**Task item**
The full set of entries, reproduced exactly, is the expected answer.

### Data for this task ###

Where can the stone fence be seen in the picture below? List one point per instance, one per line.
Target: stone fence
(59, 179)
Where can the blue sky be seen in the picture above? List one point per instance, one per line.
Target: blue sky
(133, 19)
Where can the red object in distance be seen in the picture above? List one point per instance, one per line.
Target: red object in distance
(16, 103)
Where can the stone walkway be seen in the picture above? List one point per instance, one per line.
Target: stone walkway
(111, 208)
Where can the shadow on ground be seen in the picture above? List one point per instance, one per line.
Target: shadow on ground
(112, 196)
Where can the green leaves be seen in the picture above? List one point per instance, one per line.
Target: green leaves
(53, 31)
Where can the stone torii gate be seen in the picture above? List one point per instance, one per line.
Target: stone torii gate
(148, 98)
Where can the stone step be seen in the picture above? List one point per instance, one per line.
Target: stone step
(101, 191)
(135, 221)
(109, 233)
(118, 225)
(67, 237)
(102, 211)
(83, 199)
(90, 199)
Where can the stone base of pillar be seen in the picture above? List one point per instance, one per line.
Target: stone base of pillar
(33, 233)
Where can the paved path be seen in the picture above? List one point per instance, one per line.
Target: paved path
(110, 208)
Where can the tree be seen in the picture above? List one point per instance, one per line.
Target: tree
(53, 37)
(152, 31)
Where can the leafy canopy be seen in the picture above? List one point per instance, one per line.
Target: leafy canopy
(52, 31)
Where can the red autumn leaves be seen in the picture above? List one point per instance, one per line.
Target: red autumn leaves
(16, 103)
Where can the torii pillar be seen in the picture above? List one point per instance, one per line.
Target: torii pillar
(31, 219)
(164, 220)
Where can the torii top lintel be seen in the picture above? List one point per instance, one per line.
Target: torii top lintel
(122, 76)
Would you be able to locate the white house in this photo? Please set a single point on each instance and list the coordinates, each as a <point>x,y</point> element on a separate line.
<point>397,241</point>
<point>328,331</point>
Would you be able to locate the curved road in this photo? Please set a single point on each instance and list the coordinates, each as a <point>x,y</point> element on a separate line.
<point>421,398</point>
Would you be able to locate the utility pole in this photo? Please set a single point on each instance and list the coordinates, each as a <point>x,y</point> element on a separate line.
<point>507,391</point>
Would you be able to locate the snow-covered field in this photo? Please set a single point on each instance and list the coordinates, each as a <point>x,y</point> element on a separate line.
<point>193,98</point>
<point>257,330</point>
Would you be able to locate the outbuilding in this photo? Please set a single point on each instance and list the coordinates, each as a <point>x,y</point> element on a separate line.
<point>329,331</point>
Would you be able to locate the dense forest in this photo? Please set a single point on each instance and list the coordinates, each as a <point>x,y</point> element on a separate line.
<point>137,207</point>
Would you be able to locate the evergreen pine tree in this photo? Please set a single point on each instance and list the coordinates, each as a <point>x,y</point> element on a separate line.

###

**Response for this exercise**
Where can the stone fence be seen in the picture below? List one point per instance, one per line.
Target: stone fence
(59, 179)
Where can the blue sky be seen in the picture above? List one point per instance, one per line.
Target: blue sky
(133, 19)
Where can the red object in distance be seen in the picture above? List one point per instance, one per line.
Target: red object in distance
(16, 103)
Where can the stone walkway be seen in the picture above? List one point per instance, one per line.
Target: stone walkway
(111, 208)
Where can the shadow on ground be seen in the picture above? List one point per instance, one per line.
Target: shadow on ground
(112, 196)
Where can the green leaves be seen in the picture above? List one point per instance, one per line.
Target: green leaves
(53, 31)
Where can the stone torii gate be seen in the picture above? List one point per instance, one per line.
Target: stone torii gate
(148, 98)
Where can the stone step be seen in the picture above? List one point per instance, one per line.
Target: stone step
(101, 191)
(135, 221)
(109, 233)
(118, 225)
(67, 237)
(102, 211)
(83, 199)
(90, 199)
Where can the stone base of pillar be seen in the picture above? List one point per instance, one per line.
Target: stone base of pillar
(33, 233)
Where can the paved path be seen in the picture above? List one point per instance, one per line.
Target: paved path
(110, 208)
Where can the tree be seen in the picture above? List one point per instance, one per line.
Target: tree
(53, 37)
(152, 31)
Where can the leafy canopy be seen in the picture above? List one point per instance, one per line.
Target: leafy canopy
(52, 31)
Where can the red autumn leaves be seen in the picture above? List one point per instance, one per line.
Target: red autumn leaves
(16, 103)
Where can the torii pillar be seen in the picture above? List one point per instance, one per line.
Target: torii pillar
(31, 219)
(164, 220)
Where can the torii top lintel be seen in the picture above? List one point per instance, one per line.
Target: torii top lintel
(122, 76)
Would you be able to locate the white house in this photo? Please set a single point on each instance and list the coordinates, each as a <point>x,y</point> element on a separate line.
<point>397,241</point>
<point>328,331</point>
Would you be able to locate the curved road in this photo? Please set a single point on each instance and list the coordinates, each as a <point>x,y</point> element on a separate line.
<point>421,398</point>
Would you be able to locate the utility pole in this photo? Please set a single point on each instance and list the coordinates, each as a <point>x,y</point> element on a separate line.
<point>507,391</point>
Would you be able to locate the snow-covered field in this photo? Please set a single point on each instance and list the coordinates, each as a <point>x,y</point> element on a separate line.
<point>193,98</point>
<point>257,330</point>
Would you be able to locate the outbuilding in this photo? Please set a single point on each instance and list the coordinates, each as a <point>x,y</point> element on a separate line.
<point>329,331</point>
Would you be able to locate the dense forest in this photo? Please set a single point on each instance and list the coordinates, each as a <point>x,y</point> element on a separate line.
<point>137,207</point>
Would you be able to locate the evergreen pine tree in this photo? Please set a single point on each instance and list the coordinates, each as a <point>x,y</point> element on a separate line.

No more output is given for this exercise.